> **Exercise**: Copy, exactly as written, the lines that begin at the one containing "Task: point: the blue" and end at the one containing "Task: point: the white car". Skip any pictures in the data below.

Stored data entries

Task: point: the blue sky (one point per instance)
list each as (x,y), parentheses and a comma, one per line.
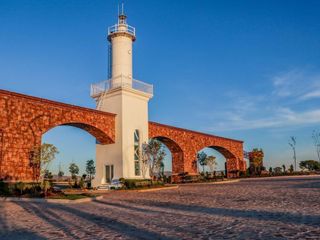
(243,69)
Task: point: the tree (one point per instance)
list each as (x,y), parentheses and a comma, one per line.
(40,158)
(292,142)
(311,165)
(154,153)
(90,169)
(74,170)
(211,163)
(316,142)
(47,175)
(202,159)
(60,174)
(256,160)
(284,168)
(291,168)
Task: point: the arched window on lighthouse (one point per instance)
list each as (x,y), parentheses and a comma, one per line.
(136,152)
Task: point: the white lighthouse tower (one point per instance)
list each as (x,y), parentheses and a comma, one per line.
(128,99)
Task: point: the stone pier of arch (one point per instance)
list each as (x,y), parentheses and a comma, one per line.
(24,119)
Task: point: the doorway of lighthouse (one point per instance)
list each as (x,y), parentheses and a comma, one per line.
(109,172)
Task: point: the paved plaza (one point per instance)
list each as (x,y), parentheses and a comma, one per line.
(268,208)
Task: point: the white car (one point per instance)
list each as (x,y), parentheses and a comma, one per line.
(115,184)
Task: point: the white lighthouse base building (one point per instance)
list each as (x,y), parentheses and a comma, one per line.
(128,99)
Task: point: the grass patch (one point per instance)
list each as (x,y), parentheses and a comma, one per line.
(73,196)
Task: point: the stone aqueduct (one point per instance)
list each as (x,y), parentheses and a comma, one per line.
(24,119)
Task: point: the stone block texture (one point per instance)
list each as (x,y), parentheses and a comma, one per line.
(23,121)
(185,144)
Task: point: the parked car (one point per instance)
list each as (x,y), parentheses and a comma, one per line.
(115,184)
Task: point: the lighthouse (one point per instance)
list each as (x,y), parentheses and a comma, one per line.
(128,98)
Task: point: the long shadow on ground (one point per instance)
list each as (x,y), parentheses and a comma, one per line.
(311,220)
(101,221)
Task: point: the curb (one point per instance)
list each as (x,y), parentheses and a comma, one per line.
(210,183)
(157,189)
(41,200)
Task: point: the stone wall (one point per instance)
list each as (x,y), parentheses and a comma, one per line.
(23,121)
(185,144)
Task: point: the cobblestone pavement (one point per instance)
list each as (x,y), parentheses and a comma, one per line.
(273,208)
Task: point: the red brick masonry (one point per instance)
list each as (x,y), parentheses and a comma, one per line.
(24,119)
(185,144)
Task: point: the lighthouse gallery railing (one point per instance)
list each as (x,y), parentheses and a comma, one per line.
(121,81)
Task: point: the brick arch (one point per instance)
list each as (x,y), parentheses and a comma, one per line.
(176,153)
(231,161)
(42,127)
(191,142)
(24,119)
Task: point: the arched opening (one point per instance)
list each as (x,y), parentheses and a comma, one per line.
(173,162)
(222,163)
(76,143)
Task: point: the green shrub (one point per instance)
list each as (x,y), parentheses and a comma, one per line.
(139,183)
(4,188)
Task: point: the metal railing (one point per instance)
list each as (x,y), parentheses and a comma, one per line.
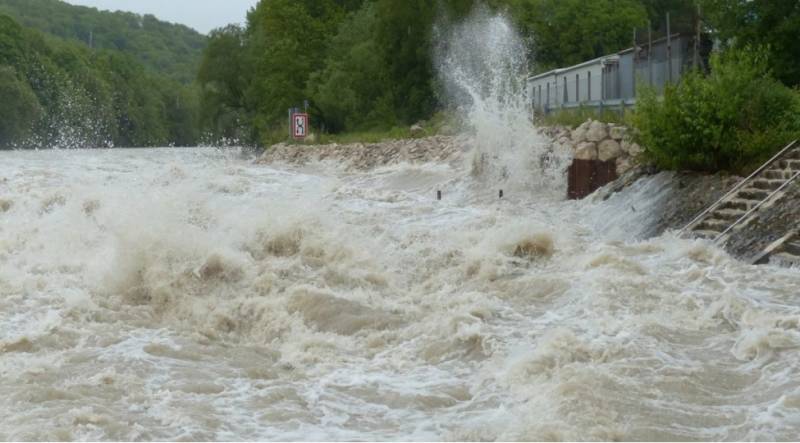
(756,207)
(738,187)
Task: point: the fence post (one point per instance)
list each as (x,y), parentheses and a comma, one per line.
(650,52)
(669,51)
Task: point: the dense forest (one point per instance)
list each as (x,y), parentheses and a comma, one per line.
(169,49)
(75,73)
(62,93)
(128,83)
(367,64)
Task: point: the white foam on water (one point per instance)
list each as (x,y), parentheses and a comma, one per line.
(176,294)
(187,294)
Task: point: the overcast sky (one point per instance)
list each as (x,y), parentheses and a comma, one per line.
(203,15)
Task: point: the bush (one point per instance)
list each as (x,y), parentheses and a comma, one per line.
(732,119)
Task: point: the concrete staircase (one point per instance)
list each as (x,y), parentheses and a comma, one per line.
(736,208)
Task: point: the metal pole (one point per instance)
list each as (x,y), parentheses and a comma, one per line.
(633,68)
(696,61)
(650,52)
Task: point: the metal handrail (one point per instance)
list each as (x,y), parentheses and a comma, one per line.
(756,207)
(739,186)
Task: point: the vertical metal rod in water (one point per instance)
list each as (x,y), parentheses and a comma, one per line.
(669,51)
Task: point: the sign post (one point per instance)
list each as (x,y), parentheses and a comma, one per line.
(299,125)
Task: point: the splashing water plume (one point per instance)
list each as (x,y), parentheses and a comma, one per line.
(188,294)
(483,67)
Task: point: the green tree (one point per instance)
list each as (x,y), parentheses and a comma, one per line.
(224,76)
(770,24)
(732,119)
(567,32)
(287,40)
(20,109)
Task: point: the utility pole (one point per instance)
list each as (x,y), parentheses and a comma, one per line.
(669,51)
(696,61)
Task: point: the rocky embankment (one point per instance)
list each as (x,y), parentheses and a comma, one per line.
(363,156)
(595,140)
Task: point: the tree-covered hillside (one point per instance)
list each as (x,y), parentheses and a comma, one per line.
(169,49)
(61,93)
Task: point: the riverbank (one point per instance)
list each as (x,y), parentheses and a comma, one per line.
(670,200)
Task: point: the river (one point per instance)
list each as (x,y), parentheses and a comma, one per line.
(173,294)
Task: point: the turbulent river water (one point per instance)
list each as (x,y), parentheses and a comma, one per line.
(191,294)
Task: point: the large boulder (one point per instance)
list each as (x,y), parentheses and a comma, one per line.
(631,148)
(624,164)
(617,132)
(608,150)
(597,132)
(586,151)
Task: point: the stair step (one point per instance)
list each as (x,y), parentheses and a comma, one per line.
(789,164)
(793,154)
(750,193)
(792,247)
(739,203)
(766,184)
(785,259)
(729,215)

---

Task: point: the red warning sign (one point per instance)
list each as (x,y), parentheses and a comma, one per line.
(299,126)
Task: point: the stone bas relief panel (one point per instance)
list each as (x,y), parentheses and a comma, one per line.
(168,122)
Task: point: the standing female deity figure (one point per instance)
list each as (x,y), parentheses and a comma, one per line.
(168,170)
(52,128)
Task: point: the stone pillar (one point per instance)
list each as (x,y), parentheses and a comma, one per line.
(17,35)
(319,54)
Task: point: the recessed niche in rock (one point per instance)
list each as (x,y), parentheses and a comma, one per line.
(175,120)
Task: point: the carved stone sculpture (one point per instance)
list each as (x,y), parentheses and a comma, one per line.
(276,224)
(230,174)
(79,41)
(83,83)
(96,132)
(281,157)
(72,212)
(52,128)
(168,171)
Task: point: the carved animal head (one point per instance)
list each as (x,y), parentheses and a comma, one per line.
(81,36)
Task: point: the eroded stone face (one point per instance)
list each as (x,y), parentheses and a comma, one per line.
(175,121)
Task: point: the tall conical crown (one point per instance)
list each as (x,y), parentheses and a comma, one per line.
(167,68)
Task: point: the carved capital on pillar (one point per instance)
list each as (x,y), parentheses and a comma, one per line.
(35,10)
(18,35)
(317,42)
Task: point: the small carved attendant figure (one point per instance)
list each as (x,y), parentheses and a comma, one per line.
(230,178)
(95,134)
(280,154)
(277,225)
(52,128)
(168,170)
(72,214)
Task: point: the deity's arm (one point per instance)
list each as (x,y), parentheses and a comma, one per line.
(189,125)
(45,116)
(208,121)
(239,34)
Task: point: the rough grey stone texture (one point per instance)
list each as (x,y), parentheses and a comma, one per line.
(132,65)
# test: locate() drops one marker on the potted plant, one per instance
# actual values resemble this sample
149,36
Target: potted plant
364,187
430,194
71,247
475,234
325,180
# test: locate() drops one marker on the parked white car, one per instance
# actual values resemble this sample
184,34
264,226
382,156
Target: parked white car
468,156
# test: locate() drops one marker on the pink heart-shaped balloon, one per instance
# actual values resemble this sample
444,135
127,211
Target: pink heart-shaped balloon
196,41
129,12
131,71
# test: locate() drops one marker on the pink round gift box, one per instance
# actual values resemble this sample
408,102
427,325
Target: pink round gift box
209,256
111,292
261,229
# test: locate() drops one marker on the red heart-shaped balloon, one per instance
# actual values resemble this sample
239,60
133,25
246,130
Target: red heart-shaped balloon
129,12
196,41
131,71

> **Response below**:
Task: point: the blue sky (one point per instance)
list each as (x,y), parentheses and a comma, one per line.
(243,69)
Task: point: the tree (one point per instance)
list each as (x,y), parentheses and a comma, one per line.
(40,158)
(292,142)
(311,165)
(154,153)
(90,169)
(74,170)
(211,163)
(316,142)
(47,175)
(202,159)
(60,174)
(256,160)
(284,168)
(291,168)
Task: point: the arched window on lighthouse (one point per instance)
list each as (x,y), parentheses and a comma, one per line.
(136,152)
Task: point: the white lighthouse tower (one point per instance)
list each as (x,y), parentheses and a comma, one per line.
(128,99)
Task: point: the stone pier of arch (one point per instance)
list each as (x,y), parentheses and a comma, one per line.
(24,119)
Task: point: the doorway of lighthouse (one point per instance)
list each as (x,y), parentheses and a comma, one per line.
(109,172)
Task: point: the paved plaza (one point per instance)
list each as (x,y), parentheses and a comma, one per line.
(268,208)
Task: point: the white car (one point per instance)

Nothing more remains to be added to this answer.